> _Text passage_
▬▬▬▬▬▬
In 1899 Victoria, billed as Nancy Victoria at the age of only 15 was into litigation which would be a theme of her professional life and which would eventually ruin her financially. In November of that year at the Blackpool Empire she sang a controversial verse of a song which the manger had asked her not to sing. The song, ‘We don’t intend to have it any more’, was a little critical of the French and the manager at the time, Mr Lemee, happened to be French. But Victoria wanted her own way, which also would be her characteristic throughout her life. She sued the Blackpool Empire Ltd for £12, and subsequently lost her first case. She had been engaged at £5 per week.
In June 1904 Victoria was involved in one more of her several court cases. She had alleged that Miss Mattie Oxberry, a member of the Knick Knacks (and who had songs and a routine quite similar to Victoria) had stolen some of her songs. When confronted after the show, there was a scuffle and Victoria received a cut lip and a black eye. The blow appears to have been invited, a ploy which Victoria might well have used in all her later altercations, though one witness claimed that Victoria had struck first with her handbag. The case was dismissed on the condition that Miss Oxberry would pay 5s (25p) to the poor fund.
In November 1904, with Victoria now married to Karl Hooper and earning £60.00 a week, it left the other members of the family at home in Elizabeth St, the two sisters, Margaret and Elizabeth, and a brother, with their father. Both sisters at this time were also music hall artistes, though not currently engaged. The brother, too, would join Victoria in a show on at least one occasion. Margaret is described as ‘serio-comic’ and singing songs such as ‘Dreamy Eyes’, ‘Always Loving’ and ‘When Mr Shakespeare Comes to Town’. Bessie had not worked for some time. It seems that they had a dispute with their neighbour over the painting of some party railings in between the houses. The neighbour took exception to it and found a golden opportunity to call them some choice names and impugn their reputations. In the Court case at Manchester Assizes that followed, the words alleged to have been uttered by the coal man who lived next door, were not pronounceable in the courtroom. The sisters wanted it emphasised that being music hall artistes did not mean that they were ‘loose’ women and they wanted their good repute to be made public. Margaret was awarded £5 damages but the case for Bessie was found against her.
▬▬▬▬▬▬
> _Material provided_
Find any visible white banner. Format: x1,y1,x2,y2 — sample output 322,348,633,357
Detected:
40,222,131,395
▬▬▬▬▬▬
> _Problems to solve_
1 – Do these statements agree with the passage on Victoria's court cases? (a) Victoria was engaged at £5 per week at the Blackpool Empire. (b) Victoria won her case against the Blackpool Empire Ltd. (c) Miss Oxberry had to pay 5s to the poor fund. Answer yes or no for each, quoting the words of the passage that decide it.
2 – In the passage on Victoria's court cases, how much in damages was Margaret awarded at Manchester Assizes?
3 – Go on with the passage on Victoria's court cases from its last sentence.
The data comes from a source unrelated to the passage on Victoria's court cases.

> _Results by task_
1 –
(a) Yes: "She had been engaged at £5 per week."
(b) No: "She sued the Blackpool Empire Ltd for £12, and subsequently lost her first case."
(c) Yes: "The case was dismissed on the condition that Miss Oxberry would pay 5s (25p) to the poor fund."

2 – £5.

3 –
In May 1913, Victoria’s skirmishes with the courts resumed. Her personal life was faltering and the separation from her husband would soon turn into divorce. She lost her case against her former friend of twelve years, Theresa Russell, a musical hall artiste known as Florence Moore who claimed she had been slandered, assaulted and even of trespass, since Victoria had followed her to her house. She had been called a thief and had been given a black eye over a dispute with some furniture that Victoria had left in her care while she was on tour. Victoria had to pay £50 in compensation with costs, not a high amount for her current income.
In March 1914 she was sued by the Glasgow Empire for failing to perform on twelve occasions at the venue while under contract for £150 a week ( a salary ‘considerably larger than that received by a Cabinet minister’). She was fined £150. Though she claimed she had been ill, no medical certificate had been produced.
In May 1914, Victoria was a defendant once more. This time she had refused to pay an extortionate vet’s bill of £24.11s (£24.55p). The judge agreed that the vet’s bills were very high and, since Victoria Monks had intimated that she would be prepared to pay a fair price, the judge set the cost at £10.6s.5d (approx £10.32p). The dog, a Yorkshire terrier, which had had pneumonia and had developped distemper, was not even Victoria’s dog but belonged to her friend, Mrs Dunville (who was currently on tour in Wales) and with whom she shared her flat at New Cavendish Street in the West End. Victoria was fond of horses and dogs (as was her former husband). ‘Miss Monks owned five scotch terriers all named after music hall stars’.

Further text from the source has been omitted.